Exactly and only the lines from the one with "Hi there! Could you please locate the blue" through the end of the listing are to be transcribed, both ends included.

START

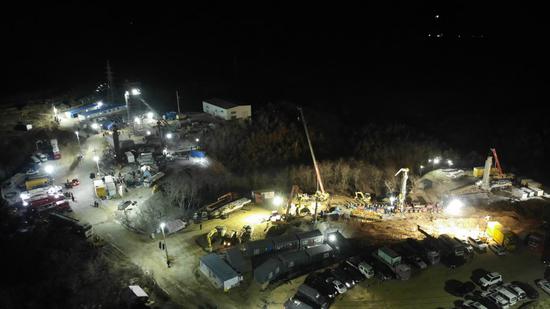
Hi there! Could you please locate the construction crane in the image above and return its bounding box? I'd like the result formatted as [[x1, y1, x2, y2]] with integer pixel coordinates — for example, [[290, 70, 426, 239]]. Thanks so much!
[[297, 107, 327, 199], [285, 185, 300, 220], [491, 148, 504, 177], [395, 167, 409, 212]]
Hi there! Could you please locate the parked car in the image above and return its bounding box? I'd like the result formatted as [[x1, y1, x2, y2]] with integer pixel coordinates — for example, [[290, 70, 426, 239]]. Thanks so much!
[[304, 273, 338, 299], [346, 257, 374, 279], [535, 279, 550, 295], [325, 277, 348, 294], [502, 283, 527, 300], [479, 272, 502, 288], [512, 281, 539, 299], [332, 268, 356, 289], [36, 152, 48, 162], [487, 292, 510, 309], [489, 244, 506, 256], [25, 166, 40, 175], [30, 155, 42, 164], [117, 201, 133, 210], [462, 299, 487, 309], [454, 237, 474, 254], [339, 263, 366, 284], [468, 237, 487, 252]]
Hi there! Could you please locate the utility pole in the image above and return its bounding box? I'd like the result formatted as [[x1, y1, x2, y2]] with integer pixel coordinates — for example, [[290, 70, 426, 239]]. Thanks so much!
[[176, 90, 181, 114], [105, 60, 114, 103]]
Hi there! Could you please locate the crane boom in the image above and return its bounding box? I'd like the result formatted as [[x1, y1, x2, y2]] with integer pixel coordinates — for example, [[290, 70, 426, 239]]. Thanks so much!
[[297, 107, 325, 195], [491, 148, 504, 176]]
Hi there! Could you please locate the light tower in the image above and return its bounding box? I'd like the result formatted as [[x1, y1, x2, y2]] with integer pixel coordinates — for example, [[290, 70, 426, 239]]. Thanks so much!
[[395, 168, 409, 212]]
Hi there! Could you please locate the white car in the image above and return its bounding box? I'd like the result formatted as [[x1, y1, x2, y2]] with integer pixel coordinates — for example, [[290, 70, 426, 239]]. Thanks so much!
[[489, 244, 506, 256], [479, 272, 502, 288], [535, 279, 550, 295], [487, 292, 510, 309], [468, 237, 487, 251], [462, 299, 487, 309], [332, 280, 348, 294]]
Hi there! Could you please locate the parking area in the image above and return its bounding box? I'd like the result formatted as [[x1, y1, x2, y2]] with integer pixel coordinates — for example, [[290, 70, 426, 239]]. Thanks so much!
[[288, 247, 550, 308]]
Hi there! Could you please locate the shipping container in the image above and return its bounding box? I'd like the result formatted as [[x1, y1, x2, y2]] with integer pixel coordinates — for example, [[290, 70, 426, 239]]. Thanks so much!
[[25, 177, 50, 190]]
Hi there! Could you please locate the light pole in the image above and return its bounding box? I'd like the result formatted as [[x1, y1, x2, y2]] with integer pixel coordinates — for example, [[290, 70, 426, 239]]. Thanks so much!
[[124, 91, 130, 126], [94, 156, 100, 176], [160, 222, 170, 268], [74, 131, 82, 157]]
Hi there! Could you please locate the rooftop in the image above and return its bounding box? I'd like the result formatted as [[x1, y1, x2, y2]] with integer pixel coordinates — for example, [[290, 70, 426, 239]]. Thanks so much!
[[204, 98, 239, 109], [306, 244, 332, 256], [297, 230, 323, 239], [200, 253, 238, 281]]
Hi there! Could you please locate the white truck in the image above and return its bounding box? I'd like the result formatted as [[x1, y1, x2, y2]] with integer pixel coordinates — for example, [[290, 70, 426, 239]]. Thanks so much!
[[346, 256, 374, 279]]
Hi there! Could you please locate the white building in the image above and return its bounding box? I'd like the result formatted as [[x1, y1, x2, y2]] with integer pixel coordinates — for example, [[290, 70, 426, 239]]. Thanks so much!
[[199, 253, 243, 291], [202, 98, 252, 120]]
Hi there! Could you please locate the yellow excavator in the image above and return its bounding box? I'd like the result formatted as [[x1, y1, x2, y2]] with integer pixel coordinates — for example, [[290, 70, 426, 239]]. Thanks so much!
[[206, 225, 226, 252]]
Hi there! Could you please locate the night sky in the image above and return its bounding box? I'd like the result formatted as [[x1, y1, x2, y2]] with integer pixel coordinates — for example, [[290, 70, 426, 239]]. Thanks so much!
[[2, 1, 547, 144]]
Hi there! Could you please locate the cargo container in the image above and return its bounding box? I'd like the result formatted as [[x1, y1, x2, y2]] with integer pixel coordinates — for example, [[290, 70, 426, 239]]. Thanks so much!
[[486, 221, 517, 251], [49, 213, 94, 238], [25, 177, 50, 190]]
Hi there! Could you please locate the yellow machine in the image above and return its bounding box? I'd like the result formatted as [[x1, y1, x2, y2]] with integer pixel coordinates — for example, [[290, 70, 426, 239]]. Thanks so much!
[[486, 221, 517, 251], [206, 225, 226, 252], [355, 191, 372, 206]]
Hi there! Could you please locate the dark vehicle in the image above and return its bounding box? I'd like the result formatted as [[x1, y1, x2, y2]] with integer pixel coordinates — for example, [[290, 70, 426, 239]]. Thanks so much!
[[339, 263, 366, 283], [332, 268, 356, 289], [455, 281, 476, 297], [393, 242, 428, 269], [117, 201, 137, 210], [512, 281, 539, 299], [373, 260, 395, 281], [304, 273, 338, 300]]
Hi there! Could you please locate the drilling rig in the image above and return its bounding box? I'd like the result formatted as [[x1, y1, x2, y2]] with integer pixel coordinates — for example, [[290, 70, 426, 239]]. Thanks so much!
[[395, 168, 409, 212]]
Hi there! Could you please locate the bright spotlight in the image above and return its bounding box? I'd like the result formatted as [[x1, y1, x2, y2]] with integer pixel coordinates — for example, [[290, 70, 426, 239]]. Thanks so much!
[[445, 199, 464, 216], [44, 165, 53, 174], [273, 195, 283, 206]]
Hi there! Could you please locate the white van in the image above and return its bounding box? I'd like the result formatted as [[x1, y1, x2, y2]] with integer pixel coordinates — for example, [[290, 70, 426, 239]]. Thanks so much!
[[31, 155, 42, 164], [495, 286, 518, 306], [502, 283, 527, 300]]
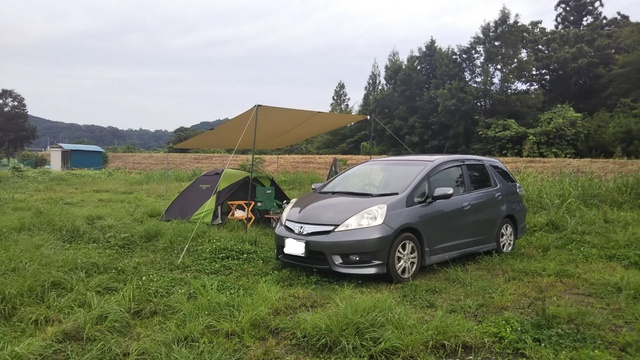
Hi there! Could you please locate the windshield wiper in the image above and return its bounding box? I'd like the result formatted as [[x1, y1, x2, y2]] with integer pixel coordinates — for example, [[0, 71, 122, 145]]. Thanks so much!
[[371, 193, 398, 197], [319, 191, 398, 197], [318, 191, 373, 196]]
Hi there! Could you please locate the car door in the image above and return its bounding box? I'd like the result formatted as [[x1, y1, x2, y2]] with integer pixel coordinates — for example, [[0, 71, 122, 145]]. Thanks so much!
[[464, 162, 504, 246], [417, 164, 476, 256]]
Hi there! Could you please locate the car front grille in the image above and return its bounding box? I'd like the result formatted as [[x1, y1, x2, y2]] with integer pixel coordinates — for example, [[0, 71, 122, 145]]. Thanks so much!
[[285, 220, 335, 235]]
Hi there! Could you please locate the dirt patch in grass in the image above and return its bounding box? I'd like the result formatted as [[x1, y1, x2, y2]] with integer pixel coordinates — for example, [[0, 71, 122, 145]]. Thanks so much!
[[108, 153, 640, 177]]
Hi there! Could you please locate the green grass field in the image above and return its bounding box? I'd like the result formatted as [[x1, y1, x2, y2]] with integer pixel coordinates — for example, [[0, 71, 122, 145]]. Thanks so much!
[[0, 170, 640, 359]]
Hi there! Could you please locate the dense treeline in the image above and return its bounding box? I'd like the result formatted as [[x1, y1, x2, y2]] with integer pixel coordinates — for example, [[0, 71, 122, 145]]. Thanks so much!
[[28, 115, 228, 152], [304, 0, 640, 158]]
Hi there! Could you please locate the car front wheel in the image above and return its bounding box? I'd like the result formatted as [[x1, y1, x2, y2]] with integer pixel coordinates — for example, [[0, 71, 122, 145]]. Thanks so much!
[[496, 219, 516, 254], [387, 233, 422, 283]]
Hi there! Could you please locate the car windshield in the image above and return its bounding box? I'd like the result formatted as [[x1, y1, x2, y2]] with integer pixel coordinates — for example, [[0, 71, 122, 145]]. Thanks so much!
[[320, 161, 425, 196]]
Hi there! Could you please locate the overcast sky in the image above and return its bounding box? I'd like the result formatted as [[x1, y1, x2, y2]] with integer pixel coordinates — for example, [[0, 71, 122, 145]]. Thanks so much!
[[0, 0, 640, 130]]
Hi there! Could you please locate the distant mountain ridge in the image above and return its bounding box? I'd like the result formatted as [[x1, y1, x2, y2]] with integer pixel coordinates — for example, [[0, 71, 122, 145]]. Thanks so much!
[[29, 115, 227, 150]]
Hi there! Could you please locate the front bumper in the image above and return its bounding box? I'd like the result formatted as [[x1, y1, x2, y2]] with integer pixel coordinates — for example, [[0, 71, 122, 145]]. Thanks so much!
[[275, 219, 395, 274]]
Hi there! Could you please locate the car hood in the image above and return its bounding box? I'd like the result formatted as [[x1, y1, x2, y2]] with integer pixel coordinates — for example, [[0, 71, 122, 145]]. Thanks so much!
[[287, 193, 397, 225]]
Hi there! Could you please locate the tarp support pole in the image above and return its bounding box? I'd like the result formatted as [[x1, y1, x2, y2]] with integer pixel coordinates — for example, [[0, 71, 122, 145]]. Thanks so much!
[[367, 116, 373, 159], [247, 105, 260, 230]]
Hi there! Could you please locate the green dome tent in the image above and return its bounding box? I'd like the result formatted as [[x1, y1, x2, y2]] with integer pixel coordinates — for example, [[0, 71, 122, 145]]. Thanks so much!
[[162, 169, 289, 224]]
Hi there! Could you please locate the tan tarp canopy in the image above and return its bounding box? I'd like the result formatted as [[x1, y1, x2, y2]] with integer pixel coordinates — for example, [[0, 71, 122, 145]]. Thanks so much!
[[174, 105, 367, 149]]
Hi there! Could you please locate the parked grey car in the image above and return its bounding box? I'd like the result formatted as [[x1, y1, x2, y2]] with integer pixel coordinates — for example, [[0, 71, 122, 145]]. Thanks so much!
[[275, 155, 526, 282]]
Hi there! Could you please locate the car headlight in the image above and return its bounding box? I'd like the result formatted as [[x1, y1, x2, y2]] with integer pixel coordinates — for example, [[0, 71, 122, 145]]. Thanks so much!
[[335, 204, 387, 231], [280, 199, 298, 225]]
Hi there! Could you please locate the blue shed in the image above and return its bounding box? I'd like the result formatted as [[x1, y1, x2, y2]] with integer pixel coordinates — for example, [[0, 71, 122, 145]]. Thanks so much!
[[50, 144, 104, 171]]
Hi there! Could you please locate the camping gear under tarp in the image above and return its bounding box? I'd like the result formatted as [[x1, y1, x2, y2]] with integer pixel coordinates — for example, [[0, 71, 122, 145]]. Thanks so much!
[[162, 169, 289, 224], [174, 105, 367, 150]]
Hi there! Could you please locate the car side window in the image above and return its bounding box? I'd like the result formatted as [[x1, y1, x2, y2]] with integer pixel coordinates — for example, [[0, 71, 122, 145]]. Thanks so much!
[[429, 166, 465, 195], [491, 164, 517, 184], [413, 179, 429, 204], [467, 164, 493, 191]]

END

Answer to this task:
Hi there! Could you please locate the blue shed in the image above and return its bounding box? I'd like the result formatted as [[x1, y1, x2, y2]] with integer pixel coordinates — for example, [[0, 71, 122, 145]]. Thanks so much!
[[50, 144, 104, 171]]
Hi there! Could you please locate the camping gear under tarp in the image above and return its bounding box? I'd like the result formatted as [[x1, y1, x2, y2]] with integer pixel coordinates — for example, [[0, 71, 122, 145]]. Thanks so much!
[[162, 169, 289, 224], [174, 105, 367, 150]]
Hi there! Could you please locate the car side window in the image above and return its bounding box? I'd like the result formatted as [[x1, y1, x2, y2]] with integer pixel coordinates — for example, [[0, 71, 122, 145]]. Thanks so much!
[[429, 166, 465, 195], [491, 164, 517, 184], [413, 179, 429, 204], [467, 164, 493, 191]]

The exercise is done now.